Part of a data file
────────
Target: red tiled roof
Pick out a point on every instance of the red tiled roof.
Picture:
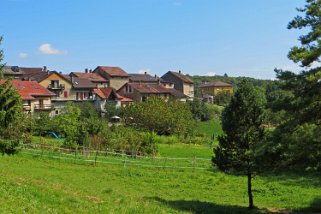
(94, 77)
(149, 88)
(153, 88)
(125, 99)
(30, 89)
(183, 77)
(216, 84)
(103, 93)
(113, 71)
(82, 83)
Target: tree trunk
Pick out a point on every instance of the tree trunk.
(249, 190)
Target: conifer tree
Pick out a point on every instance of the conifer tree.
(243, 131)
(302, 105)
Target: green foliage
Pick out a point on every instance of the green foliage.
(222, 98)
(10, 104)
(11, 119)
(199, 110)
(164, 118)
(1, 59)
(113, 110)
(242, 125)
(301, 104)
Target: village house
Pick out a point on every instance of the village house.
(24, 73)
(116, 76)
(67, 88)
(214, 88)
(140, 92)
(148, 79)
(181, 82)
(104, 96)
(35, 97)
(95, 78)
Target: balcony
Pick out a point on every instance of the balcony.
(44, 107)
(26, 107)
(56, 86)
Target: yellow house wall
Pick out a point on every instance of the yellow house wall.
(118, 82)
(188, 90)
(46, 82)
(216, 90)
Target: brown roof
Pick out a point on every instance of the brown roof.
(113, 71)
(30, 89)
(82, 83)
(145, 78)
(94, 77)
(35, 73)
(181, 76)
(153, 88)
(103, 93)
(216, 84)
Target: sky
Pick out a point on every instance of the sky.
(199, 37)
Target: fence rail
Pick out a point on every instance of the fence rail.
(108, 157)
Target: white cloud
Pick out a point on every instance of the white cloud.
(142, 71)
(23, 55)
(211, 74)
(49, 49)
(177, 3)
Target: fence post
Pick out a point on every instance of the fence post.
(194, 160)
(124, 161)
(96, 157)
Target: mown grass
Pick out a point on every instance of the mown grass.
────────
* GOAL
Start at the line that contains "Target: brown roof", and copy every line through the end of the records, requests included. Multiply each coordinate in the answer points by 1.85 and round it to a whole number, rounding halves up.

* ANSWER BELOW
Target: brown roof
Pick out a point on every instance of the brown roof.
(209, 131)
(56, 165)
(152, 154)
(268, 144)
(174, 142)
(65, 135)
(335, 141)
(283, 163)
(191, 172)
(400, 155)
Target: sky
Pick out a point on every instance of the sky.
(368, 68)
Target: fence rail
Pick out a point on every instance of the fence rail.
(200, 290)
Target: white cloud
Pick out a point on every instance of the white cloud.
(263, 131)
(43, 102)
(390, 137)
(91, 91)
(327, 6)
Target: fence post
Pick out a point on every instance of the fence post.
(359, 296)
(229, 298)
(178, 290)
Target: mown grass
Pick out a point on every instance of the mown grass.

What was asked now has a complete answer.